Entries for bounding box labeling:
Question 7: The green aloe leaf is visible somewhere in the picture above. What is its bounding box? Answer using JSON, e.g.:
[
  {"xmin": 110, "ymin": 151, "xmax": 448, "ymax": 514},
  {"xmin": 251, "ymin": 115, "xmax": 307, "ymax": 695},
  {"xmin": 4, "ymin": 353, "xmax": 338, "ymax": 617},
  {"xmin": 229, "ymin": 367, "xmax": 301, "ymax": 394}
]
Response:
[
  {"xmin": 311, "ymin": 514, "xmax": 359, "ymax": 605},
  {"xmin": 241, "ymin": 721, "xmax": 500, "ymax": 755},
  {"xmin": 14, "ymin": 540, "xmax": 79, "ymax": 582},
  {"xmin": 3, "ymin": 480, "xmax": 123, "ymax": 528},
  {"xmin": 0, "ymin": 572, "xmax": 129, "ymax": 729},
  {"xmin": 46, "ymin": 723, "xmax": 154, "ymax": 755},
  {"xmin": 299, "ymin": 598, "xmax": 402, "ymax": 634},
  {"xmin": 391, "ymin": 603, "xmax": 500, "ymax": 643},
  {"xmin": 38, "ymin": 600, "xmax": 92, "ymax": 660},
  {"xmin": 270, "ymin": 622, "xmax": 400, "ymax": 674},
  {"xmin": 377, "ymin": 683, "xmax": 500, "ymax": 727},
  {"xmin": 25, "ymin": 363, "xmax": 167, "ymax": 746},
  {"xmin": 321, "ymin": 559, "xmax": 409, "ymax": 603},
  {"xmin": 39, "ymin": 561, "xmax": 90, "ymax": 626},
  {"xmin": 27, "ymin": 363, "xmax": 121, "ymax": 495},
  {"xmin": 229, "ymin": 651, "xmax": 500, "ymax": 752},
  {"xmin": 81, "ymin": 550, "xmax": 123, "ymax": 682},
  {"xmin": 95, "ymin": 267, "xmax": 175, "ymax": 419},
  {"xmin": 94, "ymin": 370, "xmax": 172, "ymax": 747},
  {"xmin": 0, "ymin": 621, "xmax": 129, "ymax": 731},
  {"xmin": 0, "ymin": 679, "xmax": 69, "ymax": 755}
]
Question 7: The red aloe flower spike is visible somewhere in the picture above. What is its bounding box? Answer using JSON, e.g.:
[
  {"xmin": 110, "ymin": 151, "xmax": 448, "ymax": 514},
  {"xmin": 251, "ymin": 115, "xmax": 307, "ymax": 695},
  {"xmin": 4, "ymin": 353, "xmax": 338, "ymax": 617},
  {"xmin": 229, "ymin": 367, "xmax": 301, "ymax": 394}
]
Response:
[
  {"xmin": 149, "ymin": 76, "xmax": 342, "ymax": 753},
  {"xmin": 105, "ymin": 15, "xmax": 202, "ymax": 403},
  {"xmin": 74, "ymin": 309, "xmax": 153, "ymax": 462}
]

- [Stated problem]:
Count how many lines in the entries above contain the string "somewhere", with case counting. Reply with only the number.

- [Written solution]:
2